== WHAT THE TASK REQUIRES ==
Express the items starting at the line containing "pepper slice visible." and ending at the line containing "[0,557,40,683]" as a Markdown table with the columns n and Line, numbering each row and omitting blank lines.

Saved data entries
* Begin *
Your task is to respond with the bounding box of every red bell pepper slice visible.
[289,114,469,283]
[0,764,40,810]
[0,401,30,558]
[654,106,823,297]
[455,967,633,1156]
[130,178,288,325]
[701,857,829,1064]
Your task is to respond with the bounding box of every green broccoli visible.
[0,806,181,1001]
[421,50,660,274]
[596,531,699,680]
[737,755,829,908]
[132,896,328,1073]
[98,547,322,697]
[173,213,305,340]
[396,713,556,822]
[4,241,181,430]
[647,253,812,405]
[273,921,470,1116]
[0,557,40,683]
* End *
* Begin *
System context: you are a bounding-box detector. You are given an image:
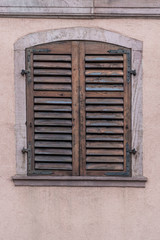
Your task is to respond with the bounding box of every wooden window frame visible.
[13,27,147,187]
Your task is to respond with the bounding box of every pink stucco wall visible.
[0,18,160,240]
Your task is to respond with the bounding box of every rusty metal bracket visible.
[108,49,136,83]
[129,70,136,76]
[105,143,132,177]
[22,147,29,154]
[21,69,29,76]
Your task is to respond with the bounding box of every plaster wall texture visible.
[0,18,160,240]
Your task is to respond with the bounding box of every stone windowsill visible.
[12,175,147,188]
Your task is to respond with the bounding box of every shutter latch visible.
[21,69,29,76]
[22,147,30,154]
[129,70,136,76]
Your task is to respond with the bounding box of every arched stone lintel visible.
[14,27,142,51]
* End *
== RIGHT ANSWER ==
| n | Line |
|---|---|
| 1 | Your task is to respond with the bounding box of every red bell pepper slice visible. |
| 2 | [289,114,469,283] |
| 3 | [0,764,40,810] |
| 4 | [0,401,30,558] |
| 5 | [654,106,823,297] |
| 6 | [455,967,633,1156] |
| 7 | [130,178,288,325] |
| 8 | [701,857,829,1064] |
| 9 | Your task is to respond with the bounding box of every green broccoli visible. |
| 10 | [0,806,181,1001] |
| 11 | [421,50,660,274] |
| 12 | [596,531,699,680] |
| 13 | [737,755,829,908] |
| 14 | [132,896,328,1073] |
| 15 | [98,547,322,697] |
| 16 | [173,213,305,340] |
| 17 | [396,713,556,822] |
| 18 | [4,241,181,430] |
| 19 | [647,253,812,405] |
| 20 | [273,921,470,1116] |
| 21 | [0,557,40,683] |